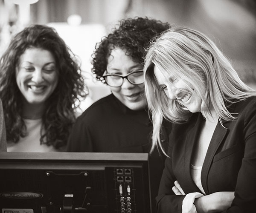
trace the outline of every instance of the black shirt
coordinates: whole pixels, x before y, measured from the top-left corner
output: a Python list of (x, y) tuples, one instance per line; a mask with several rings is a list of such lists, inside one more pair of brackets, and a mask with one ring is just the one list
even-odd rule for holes
[[(152, 130), (147, 109), (132, 110), (111, 94), (93, 103), (77, 118), (67, 150), (147, 153)], [(167, 135), (163, 136), (164, 144)]]
[[(162, 130), (161, 141), (167, 153), (170, 124)], [(93, 104), (79, 117), (73, 128), (68, 152), (148, 153), (153, 126), (147, 109), (132, 110), (113, 94)], [(157, 149), (149, 155), (153, 212), (164, 167), (165, 155)]]

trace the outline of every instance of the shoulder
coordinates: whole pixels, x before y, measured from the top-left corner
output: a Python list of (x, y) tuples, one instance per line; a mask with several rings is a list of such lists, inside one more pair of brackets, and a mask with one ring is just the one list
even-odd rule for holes
[(235, 113), (254, 112), (256, 111), (256, 96), (253, 96), (234, 104)]
[(115, 100), (112, 94), (102, 98), (93, 103), (78, 117), (76, 122), (95, 121), (111, 114), (114, 110)]

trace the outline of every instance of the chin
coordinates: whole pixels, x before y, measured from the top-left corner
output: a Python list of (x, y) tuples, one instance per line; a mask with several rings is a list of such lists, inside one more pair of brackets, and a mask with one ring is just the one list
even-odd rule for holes
[(140, 101), (140, 102), (128, 103), (125, 104), (125, 105), (129, 109), (132, 110), (139, 110), (145, 109), (147, 106), (145, 101)]

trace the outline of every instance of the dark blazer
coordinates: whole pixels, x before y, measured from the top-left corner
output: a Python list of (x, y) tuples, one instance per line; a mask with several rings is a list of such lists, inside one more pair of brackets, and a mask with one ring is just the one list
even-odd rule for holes
[[(202, 168), (207, 195), (235, 191), (230, 208), (223, 212), (256, 212), (256, 97), (228, 108), (237, 118), (217, 124)], [(195, 113), (189, 122), (173, 126), (168, 155), (157, 197), (158, 213), (181, 213), (185, 196), (172, 190), (177, 180), (185, 193), (201, 192), (190, 175), (193, 149), (204, 119)]]

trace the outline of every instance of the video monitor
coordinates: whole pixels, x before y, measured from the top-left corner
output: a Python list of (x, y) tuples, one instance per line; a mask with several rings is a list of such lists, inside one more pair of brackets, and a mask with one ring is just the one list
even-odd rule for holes
[(147, 153), (0, 153), (1, 213), (152, 212)]

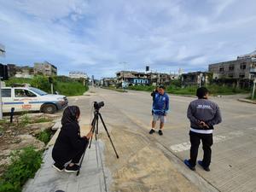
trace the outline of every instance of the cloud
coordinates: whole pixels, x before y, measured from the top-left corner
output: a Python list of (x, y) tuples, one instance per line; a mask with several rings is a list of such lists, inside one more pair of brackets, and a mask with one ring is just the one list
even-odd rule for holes
[[(207, 69), (255, 48), (253, 0), (0, 0), (1, 62), (48, 61), (59, 73)], [(254, 9), (253, 9), (254, 8)], [(241, 12), (247, 9), (247, 12)]]

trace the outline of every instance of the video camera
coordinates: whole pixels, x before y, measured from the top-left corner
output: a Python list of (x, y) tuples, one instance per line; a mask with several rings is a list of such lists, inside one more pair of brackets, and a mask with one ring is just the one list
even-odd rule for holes
[(104, 106), (104, 102), (94, 102), (93, 107), (94, 107), (95, 109), (98, 110), (98, 109), (100, 109), (103, 106)]

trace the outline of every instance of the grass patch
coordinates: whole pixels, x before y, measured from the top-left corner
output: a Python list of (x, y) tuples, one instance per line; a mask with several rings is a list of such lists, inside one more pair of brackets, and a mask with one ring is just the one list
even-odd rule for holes
[(0, 192), (20, 192), (28, 178), (35, 176), (42, 163), (42, 151), (26, 147), (11, 154), (11, 164), (0, 177)]
[(50, 122), (50, 121), (52, 121), (52, 120), (49, 119), (42, 117), (42, 118), (33, 120), (33, 123), (37, 124), (37, 123), (45, 123), (45, 122)]
[(52, 131), (50, 129), (48, 129), (41, 131), (39, 134), (36, 136), (36, 137), (39, 141), (44, 142), (44, 144), (46, 145), (49, 142), (51, 136), (52, 136)]

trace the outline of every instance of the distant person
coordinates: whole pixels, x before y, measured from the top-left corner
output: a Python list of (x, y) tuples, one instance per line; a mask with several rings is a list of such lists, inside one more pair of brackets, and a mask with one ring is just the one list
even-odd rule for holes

GOAL OF THE EXERCISE:
Please copy the data from its start through the line containing "114), (114, 110)]", both ends included, with every line kept, requests too, and every coordinate in the answers shifted by -105. Leave the pictures out.

ANSWER TO THE TASK:
trace the outline of every instance of the black shirt
coordinates: whole pixels, x before y, measured from the top-left corner
output: a Python list of (x, y) tuples, one instance per line; a mask with several rings is a list of such lists, inside one more pair of brackets, and a mask with one ring is just the one list
even-odd rule for holes
[[(47, 25), (42, 4), (27, 5), (6, -11), (-12, -2), (-28, 13), (-38, 45), (42, 48)], [(62, 30), (58, 31), (59, 39)]]
[[(57, 25), (56, 36), (62, 48), (65, 19)], [(-12, -1), (-26, 12), (-32, 23), (-37, 47), (43, 48), (48, 21), (42, 4), (27, 5), (8, -11)], [(52, 44), (44, 50), (48, 107), (59, 62), (60, 50)]]

trace the outline of every instance of the shoulder
coordinates: whole pixels, x before y, measured from the top-left corner
output: a Python list of (x, y) tuples, one instance per line; a mask with several rings is a list of such lists, inside one more pair of brackets, and a mask with one ring is just the one list
even-odd rule for holes
[(130, 8), (149, 7), (151, 6), (151, -9), (148, -9), (129, -1)]
[(10, -5), (7, -11), (-3, -7), (-12, -2), (-27, 12), (-29, 17), (-10, 16), (6, 9), (9, 5)]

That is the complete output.